Excerpted text:
We must start thinking before speaking
Do you know someone who is grieving? Do you want to help them but you have no clue what to say to ease their heartache? In the grief recovery program that I offer, one of the things we address in the beginning of the course is how ill equipped we really are to help others with loss. Has anyone ever said to you, “I know how you feel?” Yep, me too, let me take a guess, it didn’t help you either. When you have experienced a loss such as divorce, a death, a loss of job, or any other major event and someone says, “I know how you feel,” it does nothing to ease the person who is hurting. The reason is because each of our relationships are unique. There can never be any exceptions to this because not one person can possibly know how it is that you feel and what your relationship entailed.
If you recently loose your father and I have already lost my father, I have no right to tell you, “I know how you feel.” A similar loss is exactly that, a similar loss. We both have our very own unique relationships with our father’s and what we share is a similar loss not similar feelings. Let’s say for example, my father was self-absorbed, childish, and abandoned me when I was nine years old and your father was supportive, loving, and a caretaker, would you “know how I feel?”
All relationships are unique, so we must let people feel how they feel.
We go on to teach in grief recovery how so many of us have grown up fearing feelings. Can you look back on your childhood and recall times that you were told to keep your feelings to yourself?
Perhaps you heard, “Big boys and girls don’t cry.” One I know that I have heard a few parents saying when I was growing up was, “stop that crying or I’ll give you something to cry about.” It is likely that these parents are not insensitive assholes, that they are simply passing on what they have also learned as a child and growing up in a society with little understanding of grief.
Here are a few more examples that you may have heard growing up: “Get a hold of yourself.” “You can’t fall apart.” “Cry baby, cry baby.” “Pull up your big girl panties.” “Suck that lip in.”

Entries:
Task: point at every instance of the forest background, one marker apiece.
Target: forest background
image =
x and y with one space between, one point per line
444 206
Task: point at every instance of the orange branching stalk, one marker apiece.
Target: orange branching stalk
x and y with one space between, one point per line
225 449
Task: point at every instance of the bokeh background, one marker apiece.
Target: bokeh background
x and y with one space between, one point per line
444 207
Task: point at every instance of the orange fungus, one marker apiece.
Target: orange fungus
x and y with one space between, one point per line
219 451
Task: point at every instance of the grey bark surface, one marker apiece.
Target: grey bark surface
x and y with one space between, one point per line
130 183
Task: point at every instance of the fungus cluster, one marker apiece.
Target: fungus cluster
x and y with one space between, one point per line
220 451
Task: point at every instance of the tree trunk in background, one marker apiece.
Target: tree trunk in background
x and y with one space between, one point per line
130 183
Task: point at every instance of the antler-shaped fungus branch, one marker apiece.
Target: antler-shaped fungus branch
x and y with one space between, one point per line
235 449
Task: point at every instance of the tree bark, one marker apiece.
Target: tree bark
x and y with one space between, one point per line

Complete the following:
A. In the grief text, why does telling a hurting person "I know how you feel" not help them?
B. Pick up the grief text after its final sentence and keep writing it.

Answers to each task:
A. Because each person's relationships are unique.

B.
Emotions and pain make people uncomfortable. How many times have you tried to express how you were feeling to someone and they quickly changed the subject? I can recall three situations before I have even had a chance to process the question. This happens all the time, emotions and grief make people uncomfortable.
Grief recovery also teaches us about the intellectual responses that we often hear and say to someone who is grieving. Such As: “Be thankful you have another daughter.” “Your father’s in a better place.” “We all die.” “He led a very full life.” “God only gives us what we can handle.” “Just be grateful he lived as long as he did.”
It’s true we have all heard them and some of us have even said them to the grieving. Intellectual comments do not heal a broken heart. When we use intellectual comments, although they maybe true, they are unhelpful. We have simply been taught wrongly. With the right knowledge and understanding we can do better to help those who are grieving.
Grief is the normal and natural response to loss, so there is nothing wrong with a person who is grieving. Also, grieving people are not broken so they do not need you to fix them. A person who is grieving needs to be listed to without analysis, criticism, or judgement. So what are some things that you could do or say to someone who is grieving? *Be a shoulder *Be a heart with ears *Ask what happened *Do not analyze, judge, or criticize *If a mutual loss, share your feelings on the loss (be an example) *Ask, is there anything that you wish to talk about *Ask, do you have things you wish you could have said or done differently *We can say things like: “I can’t imagine how you feel,” “I don’t know what to say,” “Your feelings are normal,” “ Take all the time you need”
Want to learn more? Please check out my article on Grief & Recovery .
We do not have to walk alone in our grief. If you want to learn more about grief recovery, please reach out to me. I would be honored to take this journey with you.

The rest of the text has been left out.